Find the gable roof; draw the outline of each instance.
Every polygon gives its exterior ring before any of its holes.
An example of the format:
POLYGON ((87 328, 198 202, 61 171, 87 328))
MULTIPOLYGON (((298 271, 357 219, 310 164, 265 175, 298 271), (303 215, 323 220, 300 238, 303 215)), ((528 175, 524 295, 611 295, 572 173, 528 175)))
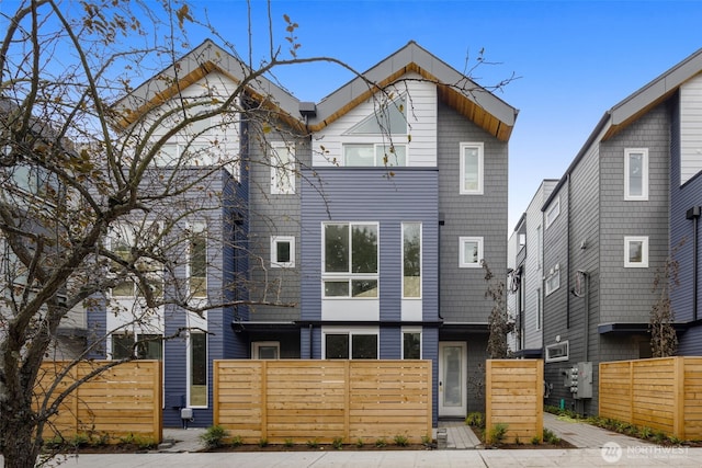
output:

######

Stated exercise:
Revise the listing above by replacing "gable roof" with "flat roof" and keeping every other line the same. Leave the pictures out of your answer.

Exercise output:
Find the flat roof; draw the outline of each instance.
Every polygon gives its exterior ring before any of its holes.
An example of the format:
POLYGON ((87 328, 198 202, 61 171, 87 328))
MULTIPOLYGON (((298 271, 357 219, 310 164, 265 175, 298 271), (303 215, 323 220, 300 238, 303 215)), ((528 175, 524 295, 611 295, 572 173, 528 175)))
output:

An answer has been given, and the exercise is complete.